### QUOTED TEXT
───

WUWT reader Steve Hales writes in Tips and Notes:
Thought you might get a chuckle out of my letter to our local bucolic paper.
Story from The Chronicle-Independent
“Whatever the cause of climate change – and there are healthy debates going on about that on a regular basis – one thing can’t be denied: the planet is heating up at an alarming rate. Worldwide, it was the warmest November on record, and so far this year, we are tied with 2002 as the fourth-warmest year on record. Last month was the 345th consecutive month with a global temperature above the 20th-century average, and that’s a statistic that’s hard to argue with.” – Noted and passed Chronicle Independent 12/23/2010.

───

### MATERIAL SUPPLIED
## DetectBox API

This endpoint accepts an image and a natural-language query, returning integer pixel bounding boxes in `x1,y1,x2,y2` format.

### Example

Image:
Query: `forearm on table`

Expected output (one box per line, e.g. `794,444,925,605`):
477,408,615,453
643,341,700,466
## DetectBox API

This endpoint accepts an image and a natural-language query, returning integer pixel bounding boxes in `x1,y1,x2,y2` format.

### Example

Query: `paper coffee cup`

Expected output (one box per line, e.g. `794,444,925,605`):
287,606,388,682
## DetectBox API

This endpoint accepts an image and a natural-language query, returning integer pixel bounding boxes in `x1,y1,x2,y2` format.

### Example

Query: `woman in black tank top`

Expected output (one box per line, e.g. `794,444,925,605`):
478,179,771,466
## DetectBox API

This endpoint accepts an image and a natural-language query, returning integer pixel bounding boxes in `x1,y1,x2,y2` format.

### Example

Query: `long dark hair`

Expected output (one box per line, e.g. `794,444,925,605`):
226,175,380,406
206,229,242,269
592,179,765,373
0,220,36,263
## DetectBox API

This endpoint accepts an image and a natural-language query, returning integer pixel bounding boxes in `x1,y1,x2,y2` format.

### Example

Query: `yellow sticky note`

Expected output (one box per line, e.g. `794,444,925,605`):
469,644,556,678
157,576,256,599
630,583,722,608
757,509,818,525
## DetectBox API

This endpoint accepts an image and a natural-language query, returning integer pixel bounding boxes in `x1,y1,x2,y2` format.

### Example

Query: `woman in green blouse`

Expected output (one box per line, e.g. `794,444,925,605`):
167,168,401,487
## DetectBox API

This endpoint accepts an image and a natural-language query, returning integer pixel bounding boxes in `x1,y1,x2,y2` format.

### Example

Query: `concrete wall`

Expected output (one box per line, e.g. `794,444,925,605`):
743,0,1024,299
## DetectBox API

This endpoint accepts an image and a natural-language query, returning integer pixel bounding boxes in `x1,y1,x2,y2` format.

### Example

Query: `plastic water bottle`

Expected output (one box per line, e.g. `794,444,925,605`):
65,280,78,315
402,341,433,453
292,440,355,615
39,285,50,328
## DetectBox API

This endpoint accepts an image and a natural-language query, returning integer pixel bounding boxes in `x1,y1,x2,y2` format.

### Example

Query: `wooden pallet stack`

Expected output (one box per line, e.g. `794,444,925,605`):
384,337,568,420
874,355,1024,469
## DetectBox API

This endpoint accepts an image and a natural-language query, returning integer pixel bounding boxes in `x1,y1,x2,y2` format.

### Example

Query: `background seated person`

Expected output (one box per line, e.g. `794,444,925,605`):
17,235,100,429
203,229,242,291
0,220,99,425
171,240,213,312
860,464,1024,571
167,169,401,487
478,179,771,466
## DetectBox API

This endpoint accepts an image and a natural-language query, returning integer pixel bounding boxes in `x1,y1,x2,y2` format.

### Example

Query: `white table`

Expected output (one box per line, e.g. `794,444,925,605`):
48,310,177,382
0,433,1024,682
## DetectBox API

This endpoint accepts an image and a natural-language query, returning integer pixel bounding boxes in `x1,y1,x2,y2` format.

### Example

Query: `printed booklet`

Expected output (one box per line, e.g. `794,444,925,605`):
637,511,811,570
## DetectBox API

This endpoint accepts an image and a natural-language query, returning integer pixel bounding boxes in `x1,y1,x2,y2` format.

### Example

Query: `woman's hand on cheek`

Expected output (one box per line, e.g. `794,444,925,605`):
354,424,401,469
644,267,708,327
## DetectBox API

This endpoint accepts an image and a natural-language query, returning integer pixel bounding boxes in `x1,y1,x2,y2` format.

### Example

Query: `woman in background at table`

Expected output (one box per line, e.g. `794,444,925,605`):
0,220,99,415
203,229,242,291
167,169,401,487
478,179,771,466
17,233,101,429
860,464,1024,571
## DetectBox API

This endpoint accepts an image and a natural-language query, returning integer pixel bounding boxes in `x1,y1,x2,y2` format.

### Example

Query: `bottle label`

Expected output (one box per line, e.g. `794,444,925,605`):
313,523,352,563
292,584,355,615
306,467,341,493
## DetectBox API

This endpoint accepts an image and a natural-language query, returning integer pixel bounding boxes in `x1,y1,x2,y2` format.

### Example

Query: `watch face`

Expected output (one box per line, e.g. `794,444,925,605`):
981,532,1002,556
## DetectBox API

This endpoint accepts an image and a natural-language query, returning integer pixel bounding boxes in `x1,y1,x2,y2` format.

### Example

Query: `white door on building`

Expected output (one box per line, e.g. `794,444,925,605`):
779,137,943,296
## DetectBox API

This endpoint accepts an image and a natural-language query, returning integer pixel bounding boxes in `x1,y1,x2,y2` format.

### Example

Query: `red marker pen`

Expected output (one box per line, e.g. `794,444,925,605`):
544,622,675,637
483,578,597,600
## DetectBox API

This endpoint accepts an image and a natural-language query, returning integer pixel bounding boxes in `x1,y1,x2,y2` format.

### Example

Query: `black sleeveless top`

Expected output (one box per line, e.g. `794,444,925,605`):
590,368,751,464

───

### EXERCISE INSTRUCTIONS
1. Decide whether each statement agrees with the climate text above, answering yes or no and quoting the words that settle it: (a) Worldwide, November was the warmest on record. (b) The year so far is tied with 2002 as the third-warmest on record. (c) Steve Hales sent his letter to a national newspaper.
2. According to the climate text, what evidence supports the claim that the planet is heating up at an alarming rate? Answer in one to three sentences.
3. Rewrite the part of the climate text that begins at "WUWT reader Steve" and ends after "Chronicle Independent 12/23/2010.", with "consecutive" replaced by "successive".

### RESPONSES PER TASK
1.
(a) Yes: "Worldwide, it was the warmest November on record"
(b) No: "we are tied with 2002 as the fourth-warmest year on record"
(c) No: "my letter to our local bucolic paper"

2. Worldwide, November was the warmest on record, and so far the year is tied with 2002 as the fourth-warmest on record. Last month was also the 345th consecutive month with a global temperature above the 20th-century average.

3.
WUWT reader Steve Hales writes in Tips and Notes:
Thought you might get a chuckle out of my letter to our local bucolic paper.
Story from The Chronicle-Independent
“Whatever the cause of climate change – and there are healthy debates going on about that on a regular basis – one thing can’t be denied: the planet is heating up at an alarming rate. Worldwide, it was the warmest November on record, and so far this year, we are tied with 2002 as the fourth-warmest year on record. Last month was the 345th successive month with a global temperature above the 20th-century average, and that’s a statistic that’s hard to argue with.” – Noted and passed Chronicle Independent 12/23/2010.